_STATED TASK_
Rewrite the data as a Markdown table with the columns n and Line, one row per line. Begin at the first line of the data, stop after the line that contains "[[1386, 187, 1441, 222], [1381, 223, 1410, 245]]", skip blank lines, and leave the pictures out.

_RECORD EXCERPTS_
____

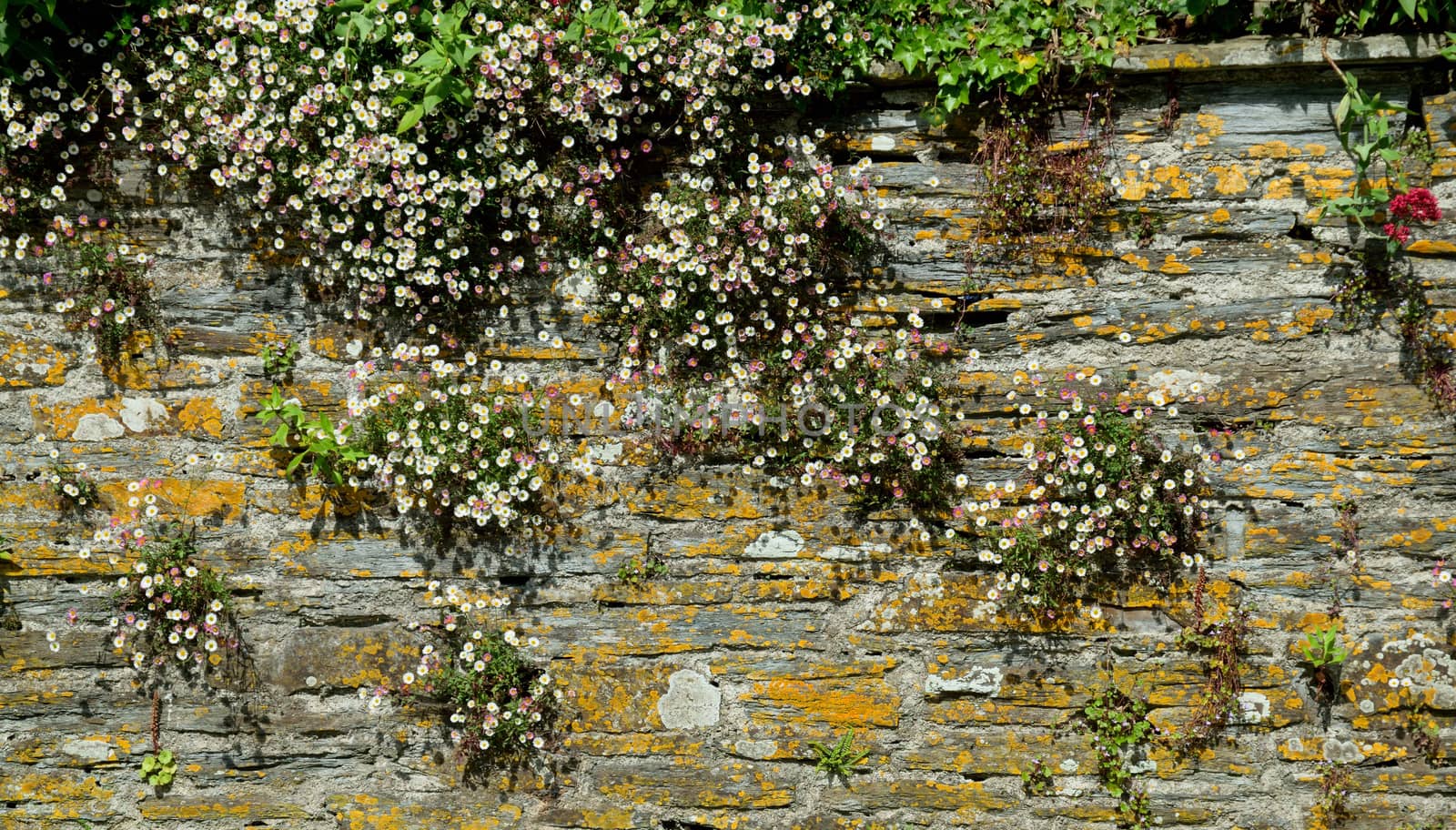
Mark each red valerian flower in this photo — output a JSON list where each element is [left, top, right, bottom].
[[1386, 187, 1441, 222], [1381, 223, 1410, 245]]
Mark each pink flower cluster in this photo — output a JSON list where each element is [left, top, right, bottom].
[[1380, 187, 1441, 246]]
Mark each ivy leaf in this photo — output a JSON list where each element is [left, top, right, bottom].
[[395, 104, 425, 134]]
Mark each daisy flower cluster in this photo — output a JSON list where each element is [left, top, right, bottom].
[[1431, 559, 1456, 609], [36, 435, 100, 511], [399, 582, 563, 770], [600, 136, 875, 389], [96, 0, 844, 319], [41, 214, 158, 364], [958, 364, 1211, 619], [623, 297, 959, 510], [95, 479, 242, 672], [0, 20, 140, 260], [348, 347, 590, 529]]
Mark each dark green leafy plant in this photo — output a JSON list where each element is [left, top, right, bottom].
[[255, 386, 367, 488], [1322, 54, 1456, 408], [842, 0, 1165, 118], [1082, 684, 1158, 830], [141, 750, 177, 789], [1313, 762, 1354, 828], [810, 730, 869, 781], [1021, 757, 1056, 796], [259, 338, 298, 380], [1299, 623, 1350, 668], [617, 553, 668, 588]]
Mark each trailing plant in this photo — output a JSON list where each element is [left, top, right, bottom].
[[258, 338, 298, 383], [1082, 684, 1158, 828], [140, 689, 177, 789], [398, 582, 563, 776], [1021, 755, 1056, 796], [38, 216, 160, 367], [1299, 623, 1350, 670], [810, 730, 869, 781], [958, 364, 1207, 619], [106, 479, 242, 674], [255, 386, 366, 488], [345, 352, 592, 530], [1174, 593, 1249, 752], [1431, 559, 1456, 609], [840, 0, 1185, 113], [1320, 54, 1456, 406], [46, 447, 99, 512], [617, 552, 668, 588], [976, 92, 1111, 238], [1312, 762, 1354, 827]]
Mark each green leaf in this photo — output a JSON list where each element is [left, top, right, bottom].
[[395, 104, 425, 133]]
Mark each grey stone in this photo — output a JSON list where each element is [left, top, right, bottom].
[[743, 530, 804, 559], [71, 412, 126, 441], [657, 668, 723, 730]]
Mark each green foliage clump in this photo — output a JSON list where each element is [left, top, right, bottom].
[[846, 0, 1178, 115], [1299, 623, 1350, 668], [1312, 762, 1354, 827], [1021, 757, 1056, 796], [41, 226, 160, 367], [977, 103, 1111, 238], [617, 553, 668, 588], [399, 584, 565, 774], [141, 750, 177, 788], [810, 730, 869, 779], [255, 386, 366, 488], [966, 371, 1207, 619], [107, 510, 242, 673], [348, 354, 573, 530]]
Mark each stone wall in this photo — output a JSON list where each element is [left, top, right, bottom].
[[0, 38, 1456, 830]]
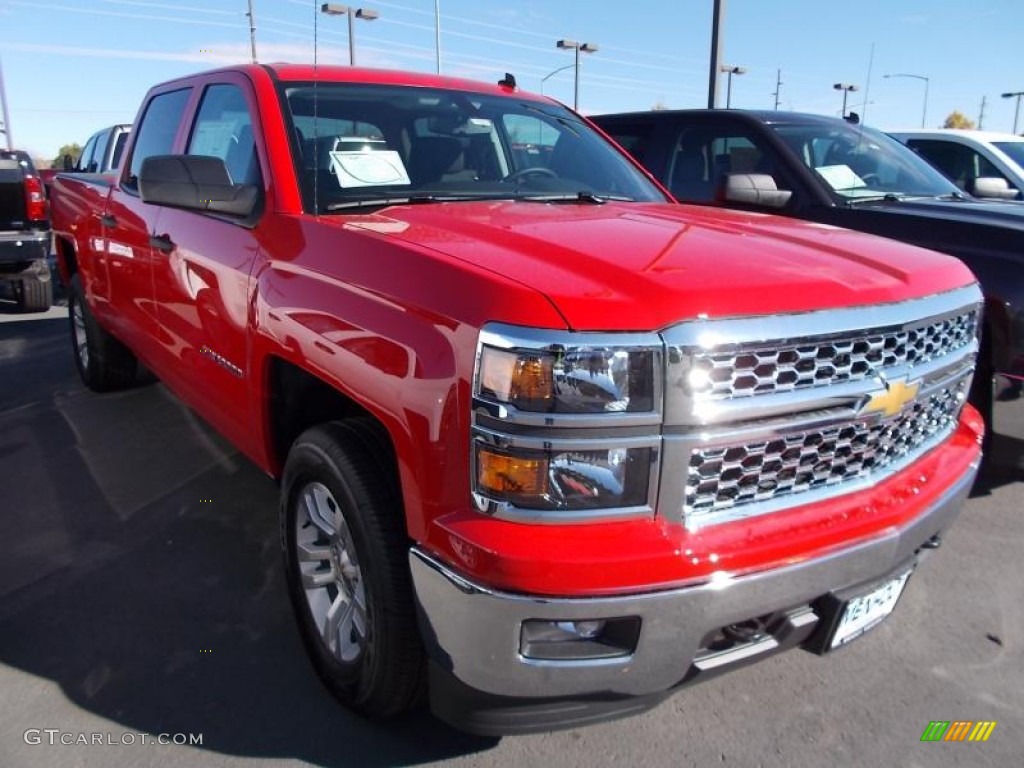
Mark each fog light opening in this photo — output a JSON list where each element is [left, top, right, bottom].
[[519, 616, 640, 662]]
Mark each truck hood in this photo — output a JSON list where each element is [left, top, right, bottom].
[[343, 201, 974, 331], [857, 199, 1024, 232]]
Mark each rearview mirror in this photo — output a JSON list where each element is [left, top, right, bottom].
[[968, 176, 1020, 200], [722, 173, 793, 208], [138, 155, 259, 218]]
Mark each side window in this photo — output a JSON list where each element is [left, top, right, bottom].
[[89, 131, 111, 173], [111, 131, 128, 170], [502, 115, 561, 171], [125, 88, 191, 189], [668, 128, 788, 203], [604, 123, 654, 163], [906, 138, 977, 189], [75, 136, 96, 171], [187, 84, 261, 185]]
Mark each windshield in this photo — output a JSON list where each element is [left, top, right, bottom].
[[284, 83, 666, 213], [992, 141, 1024, 171], [772, 121, 961, 202]]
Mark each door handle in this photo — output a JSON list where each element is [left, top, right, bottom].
[[150, 234, 174, 253]]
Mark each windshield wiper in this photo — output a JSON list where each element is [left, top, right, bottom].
[[325, 193, 511, 211], [516, 190, 635, 206]]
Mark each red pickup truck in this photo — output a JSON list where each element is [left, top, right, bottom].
[[52, 65, 983, 733]]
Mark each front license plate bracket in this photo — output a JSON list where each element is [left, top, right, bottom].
[[803, 562, 915, 653]]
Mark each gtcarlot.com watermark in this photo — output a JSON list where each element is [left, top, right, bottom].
[[22, 728, 203, 746]]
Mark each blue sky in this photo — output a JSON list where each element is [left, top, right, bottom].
[[0, 0, 1024, 158]]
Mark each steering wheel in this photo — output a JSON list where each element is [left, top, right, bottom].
[[502, 165, 558, 181]]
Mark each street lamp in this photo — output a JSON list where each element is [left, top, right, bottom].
[[882, 73, 930, 128], [1002, 91, 1024, 133], [552, 40, 597, 112], [833, 83, 857, 118], [718, 65, 746, 110], [321, 3, 380, 67], [541, 65, 575, 96]]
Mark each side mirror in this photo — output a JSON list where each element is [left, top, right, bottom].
[[138, 155, 259, 218], [968, 176, 1019, 200], [722, 173, 793, 208]]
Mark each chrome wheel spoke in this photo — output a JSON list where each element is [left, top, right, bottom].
[[296, 542, 331, 562], [324, 592, 355, 650], [302, 569, 336, 590], [295, 482, 370, 663]]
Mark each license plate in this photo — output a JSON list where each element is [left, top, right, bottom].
[[828, 570, 910, 648]]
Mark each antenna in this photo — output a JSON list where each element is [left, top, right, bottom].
[[313, 0, 319, 216], [246, 0, 256, 63]]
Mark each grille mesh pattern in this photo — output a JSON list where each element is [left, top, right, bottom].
[[686, 379, 967, 519], [689, 310, 978, 400]]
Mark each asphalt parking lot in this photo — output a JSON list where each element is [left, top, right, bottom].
[[0, 306, 1024, 768]]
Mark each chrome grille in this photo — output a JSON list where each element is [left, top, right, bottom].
[[687, 309, 978, 400], [684, 376, 970, 523]]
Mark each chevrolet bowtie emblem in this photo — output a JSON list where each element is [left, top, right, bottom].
[[860, 379, 921, 416]]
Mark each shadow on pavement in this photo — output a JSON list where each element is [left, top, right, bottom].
[[0, 322, 498, 766]]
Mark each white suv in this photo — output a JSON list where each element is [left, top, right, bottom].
[[889, 128, 1024, 200]]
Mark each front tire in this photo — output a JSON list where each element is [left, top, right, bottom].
[[68, 274, 138, 392], [14, 276, 53, 312], [281, 421, 425, 718]]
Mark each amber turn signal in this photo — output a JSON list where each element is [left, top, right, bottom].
[[476, 445, 548, 501], [480, 347, 555, 411]]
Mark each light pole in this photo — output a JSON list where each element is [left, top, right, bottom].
[[1002, 91, 1024, 133], [555, 40, 597, 112], [833, 83, 857, 118], [718, 65, 746, 110], [321, 3, 380, 67], [882, 73, 930, 128], [541, 65, 575, 96], [0, 57, 14, 150]]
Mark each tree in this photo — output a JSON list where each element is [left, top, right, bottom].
[[942, 110, 974, 129], [50, 144, 82, 168]]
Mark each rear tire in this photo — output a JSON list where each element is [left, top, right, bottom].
[[14, 278, 53, 312], [68, 274, 138, 392], [281, 420, 426, 718]]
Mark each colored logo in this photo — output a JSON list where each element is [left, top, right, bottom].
[[860, 379, 921, 416], [921, 720, 995, 741]]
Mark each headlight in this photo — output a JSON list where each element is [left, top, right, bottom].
[[471, 324, 665, 521], [476, 344, 657, 414], [474, 441, 651, 511]]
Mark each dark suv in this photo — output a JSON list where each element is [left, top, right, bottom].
[[591, 110, 1024, 437], [0, 150, 53, 312]]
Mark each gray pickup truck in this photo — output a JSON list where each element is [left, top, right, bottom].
[[0, 150, 53, 312]]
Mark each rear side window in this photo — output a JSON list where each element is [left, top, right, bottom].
[[125, 88, 191, 188], [188, 84, 260, 185], [75, 136, 96, 171], [89, 131, 111, 173]]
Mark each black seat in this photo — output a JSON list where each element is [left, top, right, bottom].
[[409, 136, 465, 186]]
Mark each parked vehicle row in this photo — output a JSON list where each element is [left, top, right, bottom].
[[0, 150, 53, 312], [52, 65, 983, 733], [889, 128, 1024, 200], [593, 110, 1024, 437]]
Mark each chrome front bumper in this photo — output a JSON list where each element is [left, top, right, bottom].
[[410, 464, 978, 733]]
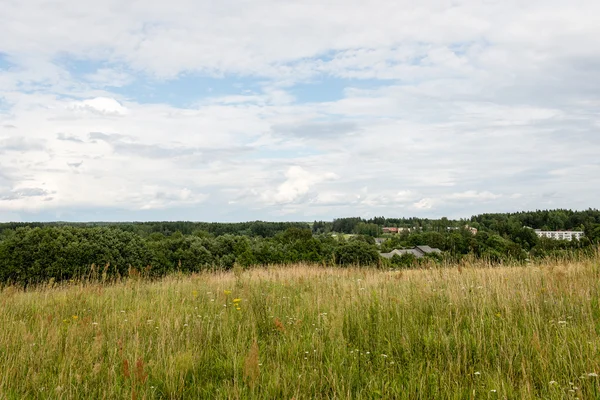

____

_OUTPUT FOR THIS TASK_
| n | Line |
|---|---|
| 1 | Mark each red valerian flower in this photo — output a JSON list where each element is [left, top, right, bottom]. |
| 2 | [[1386, 187, 1441, 222], [1381, 223, 1410, 245]] |